## PAGE EXCERPT
-------

Cuba’s independence from Spain came after years of bloody conflict; though the extent of that bloodshed is a matter of debate. Tales of atrocities reported in American newspapers of the time may well have been exaggerated or completely fabricated with the intention of drawing the US into the conflict on the side of those who sought to throw off Spanish control.
Whilst that might be seen as a natural echo of America’s own fight for independence from a distant ruler, the motivation was probably less idealistic. Many saw Cuba becoming part of the US as a key strategic element in gaining control of the Gulf of Mexico and for a brief period after independence the Stars and Stripes flew over Havana.
Of course all of that happened in the 19th Century so it’s hardly relevant today. Is it?
Well despite the 1959 revolution the US still has a strategic foothold on Cuba. Originally agreed under the terms of a lease signed in the years immediately after independence, and then strongly objected to Castro as an illegal occupation, the US maintains a naval base on Cuba, in much the same way as the UK maintains Gibraltar on mainland Spain. That base is Guantanamo Bay.

-------

## SUPPLIED DATA
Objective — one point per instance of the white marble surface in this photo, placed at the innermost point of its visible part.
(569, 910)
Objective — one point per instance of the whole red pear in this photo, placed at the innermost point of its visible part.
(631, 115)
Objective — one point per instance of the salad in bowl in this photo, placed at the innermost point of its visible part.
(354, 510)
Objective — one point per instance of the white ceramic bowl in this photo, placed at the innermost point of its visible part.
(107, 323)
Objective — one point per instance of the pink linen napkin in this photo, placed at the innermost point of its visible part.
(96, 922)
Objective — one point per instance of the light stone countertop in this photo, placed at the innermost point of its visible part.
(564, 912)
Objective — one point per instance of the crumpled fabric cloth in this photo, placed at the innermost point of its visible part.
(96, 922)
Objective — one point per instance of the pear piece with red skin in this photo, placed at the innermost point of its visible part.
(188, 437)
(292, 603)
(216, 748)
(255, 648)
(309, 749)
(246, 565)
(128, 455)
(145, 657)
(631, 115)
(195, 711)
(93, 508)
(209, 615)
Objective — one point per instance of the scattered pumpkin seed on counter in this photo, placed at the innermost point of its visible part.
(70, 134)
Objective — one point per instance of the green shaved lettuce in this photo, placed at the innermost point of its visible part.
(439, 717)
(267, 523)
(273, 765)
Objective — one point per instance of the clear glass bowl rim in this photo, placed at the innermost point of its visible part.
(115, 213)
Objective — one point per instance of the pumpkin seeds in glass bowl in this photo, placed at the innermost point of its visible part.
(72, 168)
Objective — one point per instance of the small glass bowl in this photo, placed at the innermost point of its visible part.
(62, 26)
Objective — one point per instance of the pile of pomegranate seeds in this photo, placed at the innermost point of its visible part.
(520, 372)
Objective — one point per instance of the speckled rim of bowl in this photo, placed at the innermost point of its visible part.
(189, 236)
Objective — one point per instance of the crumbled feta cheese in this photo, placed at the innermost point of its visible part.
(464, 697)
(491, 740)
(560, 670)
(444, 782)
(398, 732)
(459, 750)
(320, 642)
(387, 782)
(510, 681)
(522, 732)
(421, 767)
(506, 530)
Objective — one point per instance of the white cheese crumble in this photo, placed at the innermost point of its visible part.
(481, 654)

-------

## REQUESTS
a) Please reproduce the part of the Cuba passage starting at "Well despite the" and ending at "is Guantanamo Bay.", word for word.
b) According to the Cuba passage, what is the name of the naval base the US maintains on Cuba?

## ANSWERS
a)
Well despite the 1959 revolution the US still has a strategic foothold on Cuba. Originally agreed under the terms of a lease signed in the years immediately after independence, and then strongly objected to Castro as an illegal occupation, the US maintains a naval base on Cuba, in much the same way as the UK maintains Gibraltar on mainland Spain. That base is Guantanamo Bay.

b) Guantanamo Bay